Study material:

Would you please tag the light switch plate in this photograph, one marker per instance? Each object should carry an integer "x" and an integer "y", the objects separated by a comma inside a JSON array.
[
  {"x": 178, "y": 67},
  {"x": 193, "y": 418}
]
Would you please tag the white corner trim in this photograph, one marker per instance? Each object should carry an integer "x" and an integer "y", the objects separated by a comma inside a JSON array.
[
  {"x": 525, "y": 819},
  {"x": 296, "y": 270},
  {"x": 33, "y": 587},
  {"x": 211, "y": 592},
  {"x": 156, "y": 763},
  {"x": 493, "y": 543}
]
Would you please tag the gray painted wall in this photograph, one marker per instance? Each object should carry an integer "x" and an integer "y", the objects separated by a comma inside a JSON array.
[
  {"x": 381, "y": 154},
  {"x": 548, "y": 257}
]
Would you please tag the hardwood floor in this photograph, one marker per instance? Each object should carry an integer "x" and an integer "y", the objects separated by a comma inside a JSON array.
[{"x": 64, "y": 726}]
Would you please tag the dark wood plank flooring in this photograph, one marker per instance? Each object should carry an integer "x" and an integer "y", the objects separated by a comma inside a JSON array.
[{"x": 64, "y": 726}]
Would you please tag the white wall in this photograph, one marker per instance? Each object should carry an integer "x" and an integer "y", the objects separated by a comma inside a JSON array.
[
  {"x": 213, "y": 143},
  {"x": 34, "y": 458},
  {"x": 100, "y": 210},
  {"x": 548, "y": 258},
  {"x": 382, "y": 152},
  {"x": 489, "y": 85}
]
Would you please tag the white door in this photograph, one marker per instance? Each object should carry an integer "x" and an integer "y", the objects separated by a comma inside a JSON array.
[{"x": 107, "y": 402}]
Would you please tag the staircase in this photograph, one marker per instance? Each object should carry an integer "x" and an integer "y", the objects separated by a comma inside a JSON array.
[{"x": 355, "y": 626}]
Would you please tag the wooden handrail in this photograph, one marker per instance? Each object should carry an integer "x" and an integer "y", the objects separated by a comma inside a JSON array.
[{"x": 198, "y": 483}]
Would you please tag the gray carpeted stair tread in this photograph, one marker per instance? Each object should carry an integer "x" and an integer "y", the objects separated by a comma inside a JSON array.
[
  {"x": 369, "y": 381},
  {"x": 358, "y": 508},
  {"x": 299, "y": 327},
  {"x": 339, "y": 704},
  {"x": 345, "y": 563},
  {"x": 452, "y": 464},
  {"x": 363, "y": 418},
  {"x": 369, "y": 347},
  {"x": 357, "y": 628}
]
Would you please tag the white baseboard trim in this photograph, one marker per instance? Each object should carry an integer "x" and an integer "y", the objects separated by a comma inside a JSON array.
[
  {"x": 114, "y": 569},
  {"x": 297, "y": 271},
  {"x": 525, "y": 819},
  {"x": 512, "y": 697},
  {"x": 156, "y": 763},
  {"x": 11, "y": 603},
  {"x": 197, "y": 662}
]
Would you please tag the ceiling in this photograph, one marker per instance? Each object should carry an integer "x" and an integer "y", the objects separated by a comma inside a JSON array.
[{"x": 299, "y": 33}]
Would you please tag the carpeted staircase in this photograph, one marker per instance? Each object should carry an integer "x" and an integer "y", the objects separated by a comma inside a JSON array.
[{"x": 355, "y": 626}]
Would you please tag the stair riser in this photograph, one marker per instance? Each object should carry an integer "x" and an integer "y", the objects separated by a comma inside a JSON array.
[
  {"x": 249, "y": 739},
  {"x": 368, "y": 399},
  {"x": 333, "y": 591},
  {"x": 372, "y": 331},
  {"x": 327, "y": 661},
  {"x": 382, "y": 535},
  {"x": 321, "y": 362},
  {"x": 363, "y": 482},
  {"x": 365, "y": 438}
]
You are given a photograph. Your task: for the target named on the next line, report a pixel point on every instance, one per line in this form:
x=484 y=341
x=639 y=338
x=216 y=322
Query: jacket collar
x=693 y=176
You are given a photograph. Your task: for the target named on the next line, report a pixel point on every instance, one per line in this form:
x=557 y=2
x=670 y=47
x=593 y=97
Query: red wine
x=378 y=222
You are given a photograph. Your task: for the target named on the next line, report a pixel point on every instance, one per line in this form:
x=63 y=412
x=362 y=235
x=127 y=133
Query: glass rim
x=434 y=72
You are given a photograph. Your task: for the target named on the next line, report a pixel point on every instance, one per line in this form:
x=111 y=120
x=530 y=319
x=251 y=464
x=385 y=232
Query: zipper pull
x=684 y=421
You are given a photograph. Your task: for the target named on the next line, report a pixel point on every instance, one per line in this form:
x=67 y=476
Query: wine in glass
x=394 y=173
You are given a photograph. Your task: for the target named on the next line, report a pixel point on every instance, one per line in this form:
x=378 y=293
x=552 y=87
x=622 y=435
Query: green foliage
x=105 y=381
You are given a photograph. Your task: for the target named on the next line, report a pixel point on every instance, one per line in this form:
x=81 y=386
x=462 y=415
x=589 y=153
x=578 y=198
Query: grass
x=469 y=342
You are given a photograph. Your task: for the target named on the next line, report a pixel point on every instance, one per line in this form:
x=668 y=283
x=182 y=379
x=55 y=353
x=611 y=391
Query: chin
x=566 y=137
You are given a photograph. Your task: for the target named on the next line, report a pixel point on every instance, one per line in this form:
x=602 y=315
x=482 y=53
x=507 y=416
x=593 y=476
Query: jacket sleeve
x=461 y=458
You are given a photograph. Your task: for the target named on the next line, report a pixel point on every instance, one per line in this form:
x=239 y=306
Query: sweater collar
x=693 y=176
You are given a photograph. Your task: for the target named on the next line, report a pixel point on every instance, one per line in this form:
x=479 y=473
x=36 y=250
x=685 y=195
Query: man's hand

What to work on:
Nothing but the lines from the one with "x=602 y=315" through the final line of the data above should be output, exactly as written.

Exercise response:
x=602 y=315
x=482 y=53
x=507 y=416
x=593 y=476
Query: jacket sleeve
x=461 y=458
You are given a photograph. Your task: for the target named on the next line, report a pixel point on every instance, one per line in this form:
x=239 y=306
Query: sweater collar
x=693 y=176
You are given a photograph. Your task: for the target named on the next line, report a pixel point on every instance, one per line in this form:
x=479 y=473
x=36 y=250
x=685 y=195
Query: man's hand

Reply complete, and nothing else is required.